[Goal of the exercise]
Copy out the listing from the line with "Does the above picture contain any asphalt" to the line with "[0, 76, 1024, 768]", both included, word for word.

[Data provided]
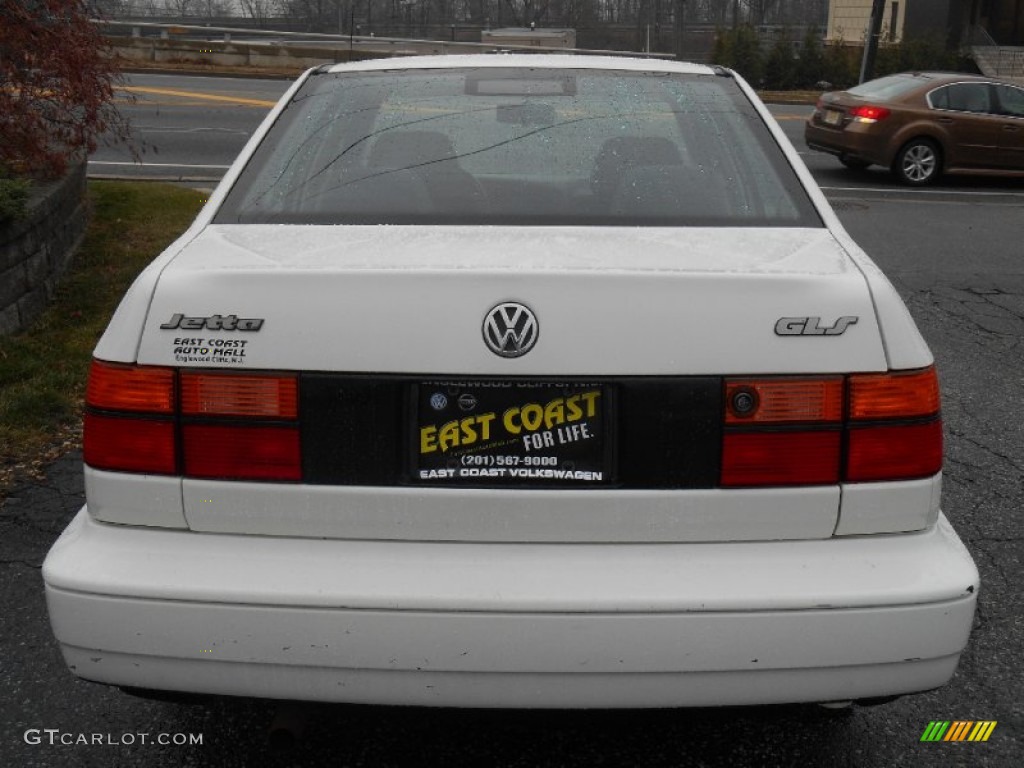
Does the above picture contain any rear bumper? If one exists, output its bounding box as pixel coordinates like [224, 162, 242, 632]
[43, 510, 978, 707]
[804, 121, 892, 167]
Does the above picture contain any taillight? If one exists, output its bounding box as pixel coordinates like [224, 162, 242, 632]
[85, 360, 174, 415]
[82, 360, 177, 474]
[182, 424, 302, 480]
[181, 371, 299, 419]
[84, 360, 302, 480]
[721, 368, 942, 487]
[847, 368, 942, 482]
[83, 413, 177, 475]
[722, 429, 843, 487]
[850, 104, 892, 123]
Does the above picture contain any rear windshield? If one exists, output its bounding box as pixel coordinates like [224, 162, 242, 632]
[847, 75, 928, 99]
[215, 68, 821, 226]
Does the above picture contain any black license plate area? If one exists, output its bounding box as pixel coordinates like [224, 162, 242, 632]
[409, 380, 615, 488]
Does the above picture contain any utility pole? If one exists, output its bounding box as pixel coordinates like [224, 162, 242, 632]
[858, 0, 886, 83]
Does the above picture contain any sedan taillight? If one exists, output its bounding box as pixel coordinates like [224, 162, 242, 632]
[850, 104, 892, 123]
[721, 368, 942, 487]
[84, 360, 302, 480]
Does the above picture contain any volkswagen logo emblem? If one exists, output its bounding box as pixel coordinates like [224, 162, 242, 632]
[483, 301, 541, 357]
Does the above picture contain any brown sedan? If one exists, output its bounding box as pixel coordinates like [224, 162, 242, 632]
[804, 72, 1024, 184]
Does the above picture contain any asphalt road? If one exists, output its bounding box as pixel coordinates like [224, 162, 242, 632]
[0, 76, 1024, 768]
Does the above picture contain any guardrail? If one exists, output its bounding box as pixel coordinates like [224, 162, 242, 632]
[93, 19, 675, 60]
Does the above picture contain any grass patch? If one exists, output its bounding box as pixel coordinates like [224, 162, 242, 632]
[0, 181, 206, 499]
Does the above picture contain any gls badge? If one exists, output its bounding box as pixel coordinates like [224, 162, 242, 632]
[775, 315, 860, 336]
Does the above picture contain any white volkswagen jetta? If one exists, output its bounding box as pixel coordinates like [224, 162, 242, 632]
[44, 56, 978, 707]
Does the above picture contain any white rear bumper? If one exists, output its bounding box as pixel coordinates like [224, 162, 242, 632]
[43, 510, 978, 707]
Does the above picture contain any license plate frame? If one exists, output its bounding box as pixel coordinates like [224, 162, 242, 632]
[821, 110, 843, 126]
[406, 379, 615, 488]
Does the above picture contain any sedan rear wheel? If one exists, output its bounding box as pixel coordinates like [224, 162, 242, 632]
[893, 138, 942, 185]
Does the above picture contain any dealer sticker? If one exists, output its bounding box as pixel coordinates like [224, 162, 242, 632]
[412, 381, 610, 487]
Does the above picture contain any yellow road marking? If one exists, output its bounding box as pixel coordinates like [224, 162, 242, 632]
[121, 85, 278, 108]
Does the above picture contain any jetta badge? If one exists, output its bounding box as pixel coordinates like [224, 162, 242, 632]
[483, 301, 541, 357]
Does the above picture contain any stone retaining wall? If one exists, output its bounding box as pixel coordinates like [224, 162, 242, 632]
[0, 162, 88, 335]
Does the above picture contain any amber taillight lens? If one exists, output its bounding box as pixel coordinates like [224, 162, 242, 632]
[84, 360, 302, 481]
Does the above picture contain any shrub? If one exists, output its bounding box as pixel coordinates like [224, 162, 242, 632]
[0, 0, 128, 176]
[796, 29, 825, 88]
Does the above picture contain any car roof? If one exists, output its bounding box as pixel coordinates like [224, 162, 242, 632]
[880, 72, 998, 85]
[322, 53, 726, 75]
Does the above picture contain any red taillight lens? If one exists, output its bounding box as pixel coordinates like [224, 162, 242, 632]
[85, 360, 174, 414]
[182, 424, 302, 480]
[722, 430, 842, 487]
[83, 413, 177, 475]
[846, 421, 942, 482]
[181, 372, 299, 419]
[850, 104, 892, 123]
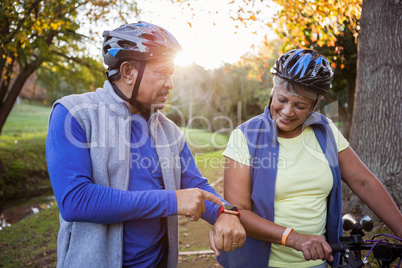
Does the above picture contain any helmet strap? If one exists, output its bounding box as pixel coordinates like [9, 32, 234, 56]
[129, 61, 150, 116]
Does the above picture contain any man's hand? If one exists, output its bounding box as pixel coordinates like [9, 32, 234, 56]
[209, 213, 246, 256]
[286, 231, 334, 261]
[176, 188, 223, 221]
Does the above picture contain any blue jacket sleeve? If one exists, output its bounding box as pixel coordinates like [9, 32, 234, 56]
[46, 104, 177, 224]
[180, 143, 229, 224]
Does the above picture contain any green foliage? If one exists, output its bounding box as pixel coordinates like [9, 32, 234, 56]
[170, 41, 281, 131]
[0, 0, 138, 131]
[0, 206, 59, 267]
[0, 102, 50, 135]
[37, 55, 105, 104]
[0, 101, 50, 203]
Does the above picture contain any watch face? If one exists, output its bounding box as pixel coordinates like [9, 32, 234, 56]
[223, 205, 239, 212]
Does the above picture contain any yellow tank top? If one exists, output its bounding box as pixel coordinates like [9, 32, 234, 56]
[223, 120, 349, 268]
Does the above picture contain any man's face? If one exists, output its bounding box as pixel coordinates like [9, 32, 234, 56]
[136, 61, 174, 110]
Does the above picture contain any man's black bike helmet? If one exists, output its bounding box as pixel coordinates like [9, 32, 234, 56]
[271, 49, 334, 95]
[102, 21, 181, 111]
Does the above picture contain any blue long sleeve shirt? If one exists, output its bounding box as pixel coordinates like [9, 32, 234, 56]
[46, 104, 223, 267]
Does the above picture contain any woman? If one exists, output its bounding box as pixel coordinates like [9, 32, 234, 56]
[218, 49, 402, 268]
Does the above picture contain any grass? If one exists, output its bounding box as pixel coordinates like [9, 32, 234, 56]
[0, 104, 228, 267]
[0, 104, 50, 206]
[0, 205, 59, 268]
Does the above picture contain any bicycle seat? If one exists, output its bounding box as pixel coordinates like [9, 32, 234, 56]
[342, 213, 373, 233]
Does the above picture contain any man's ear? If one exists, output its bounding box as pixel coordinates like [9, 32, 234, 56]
[120, 61, 138, 85]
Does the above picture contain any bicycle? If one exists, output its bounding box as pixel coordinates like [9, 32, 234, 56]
[330, 213, 402, 268]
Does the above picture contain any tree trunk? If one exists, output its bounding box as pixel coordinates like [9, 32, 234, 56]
[344, 0, 402, 216]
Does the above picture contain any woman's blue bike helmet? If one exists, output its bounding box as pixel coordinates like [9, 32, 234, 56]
[271, 49, 334, 95]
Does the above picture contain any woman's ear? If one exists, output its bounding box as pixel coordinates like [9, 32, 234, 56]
[313, 95, 324, 111]
[120, 61, 138, 85]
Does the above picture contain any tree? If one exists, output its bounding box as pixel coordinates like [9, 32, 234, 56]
[346, 0, 402, 213]
[0, 0, 137, 133]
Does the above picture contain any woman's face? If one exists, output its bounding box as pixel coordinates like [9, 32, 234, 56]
[270, 84, 314, 138]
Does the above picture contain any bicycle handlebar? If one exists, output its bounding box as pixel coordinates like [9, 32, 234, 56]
[329, 214, 402, 268]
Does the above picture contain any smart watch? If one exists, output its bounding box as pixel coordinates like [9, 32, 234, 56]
[218, 205, 240, 219]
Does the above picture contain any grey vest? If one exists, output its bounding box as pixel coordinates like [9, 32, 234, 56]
[53, 81, 185, 268]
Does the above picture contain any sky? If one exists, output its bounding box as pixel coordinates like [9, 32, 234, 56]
[84, 0, 276, 69]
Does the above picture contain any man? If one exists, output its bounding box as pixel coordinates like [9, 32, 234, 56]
[46, 22, 245, 268]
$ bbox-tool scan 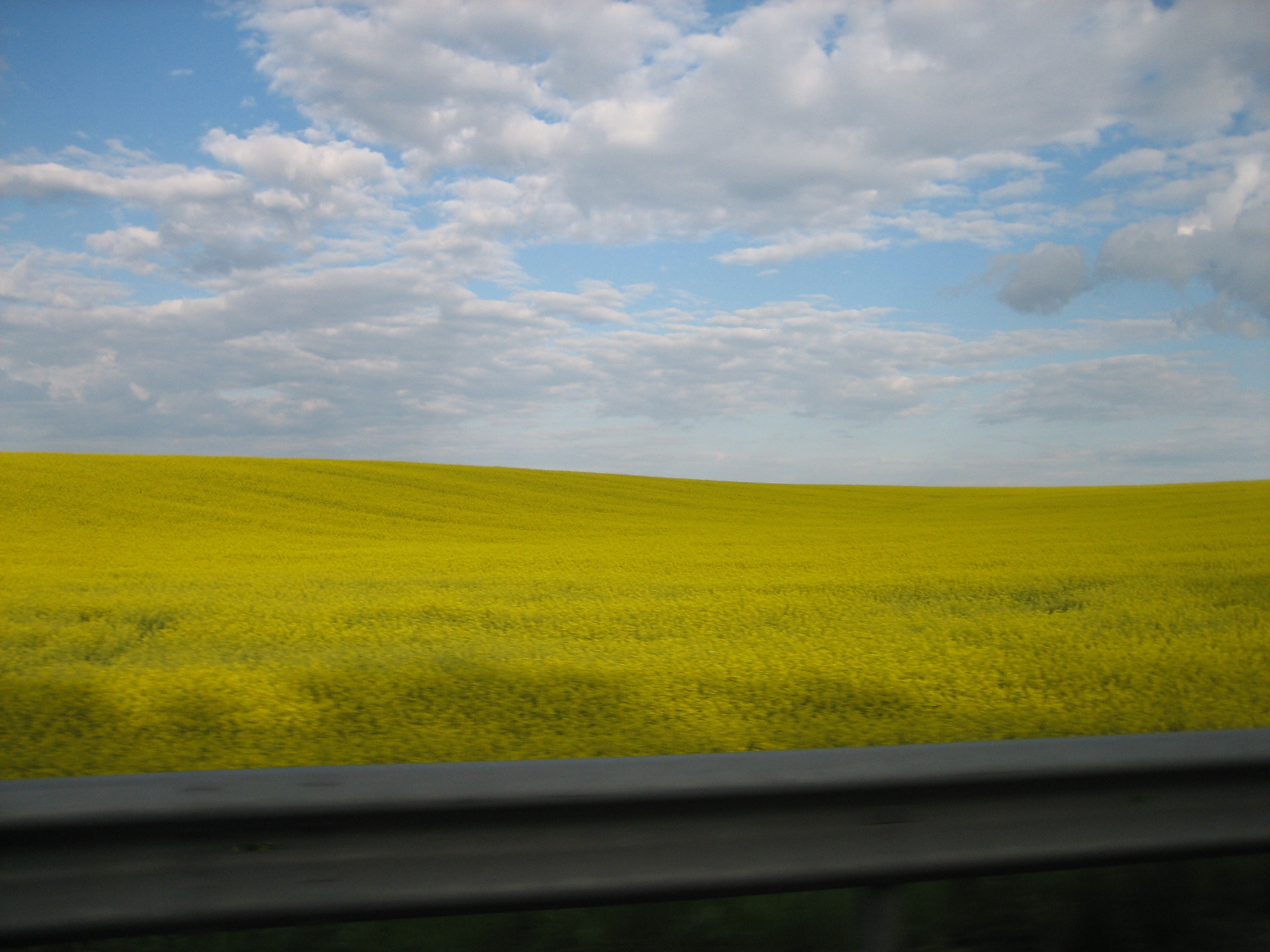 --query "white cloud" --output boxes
[979,241,1090,315]
[246,0,1270,251]
[0,0,1270,478]
[978,354,1270,423]
[1090,148,1167,179]
[1096,149,1270,317]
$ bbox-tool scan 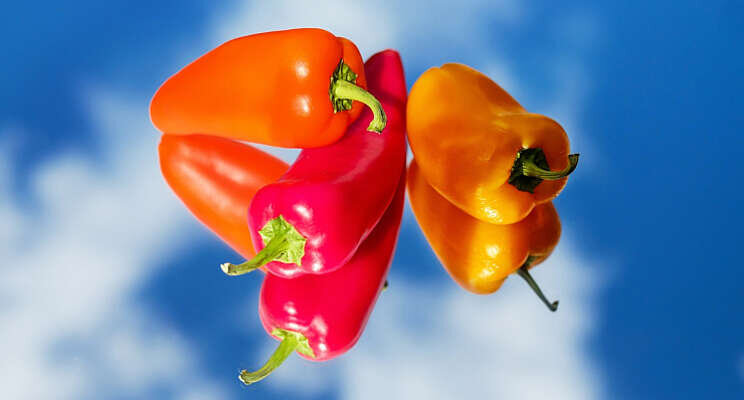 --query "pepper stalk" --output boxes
[238,328,315,385]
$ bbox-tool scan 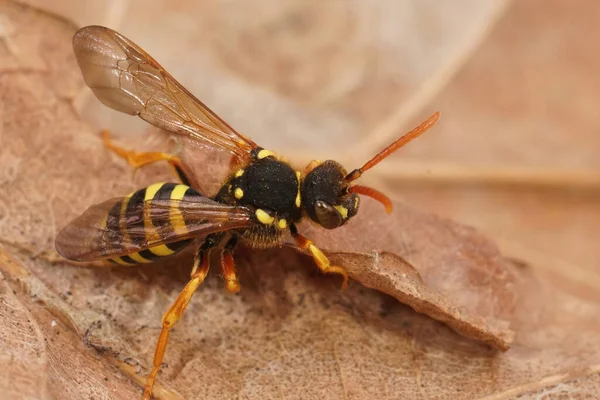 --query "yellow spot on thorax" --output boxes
[233,188,244,200]
[255,208,275,225]
[112,257,135,265]
[144,182,164,201]
[333,206,348,219]
[258,149,275,160]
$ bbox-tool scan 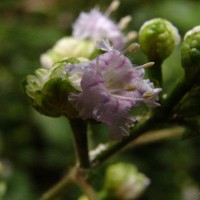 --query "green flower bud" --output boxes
[104,163,150,200]
[139,18,180,62]
[40,37,97,68]
[181,26,200,74]
[23,58,87,118]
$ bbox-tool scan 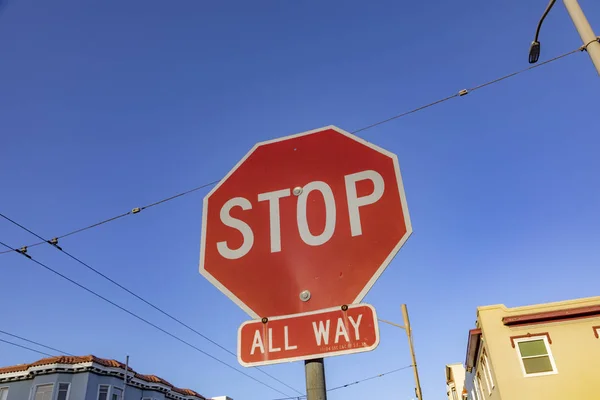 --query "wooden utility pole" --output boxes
[402,304,423,400]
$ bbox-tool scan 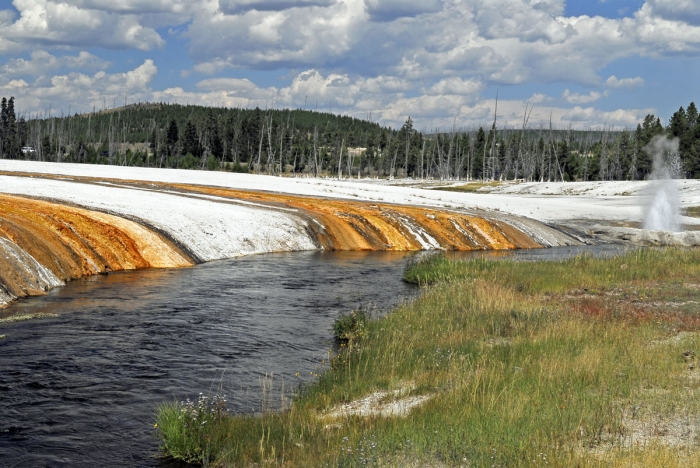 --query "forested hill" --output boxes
[0,98,700,181]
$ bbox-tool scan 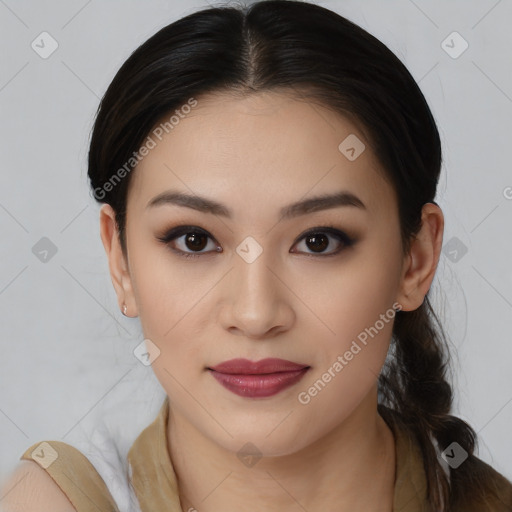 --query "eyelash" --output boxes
[157,225,355,258]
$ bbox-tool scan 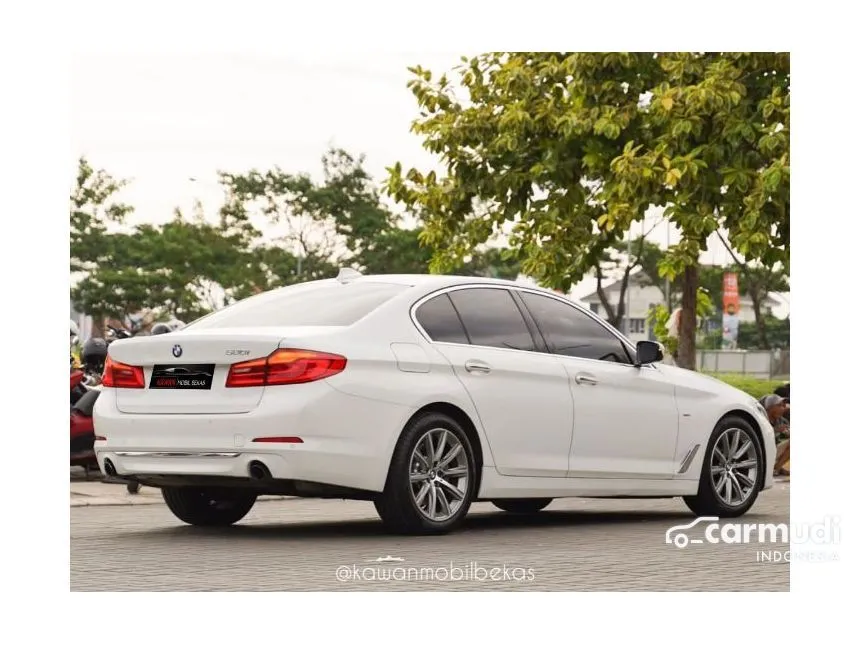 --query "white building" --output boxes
[580,270,783,342]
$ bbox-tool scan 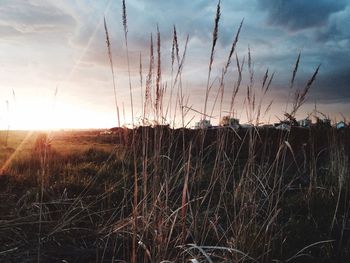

[Answer to the problem]
Does the above picture contain any asphalt road? If one exists, output its bounding box as pixel coordinates like [224, 162, 242, 632]
[0, 76, 1024, 768]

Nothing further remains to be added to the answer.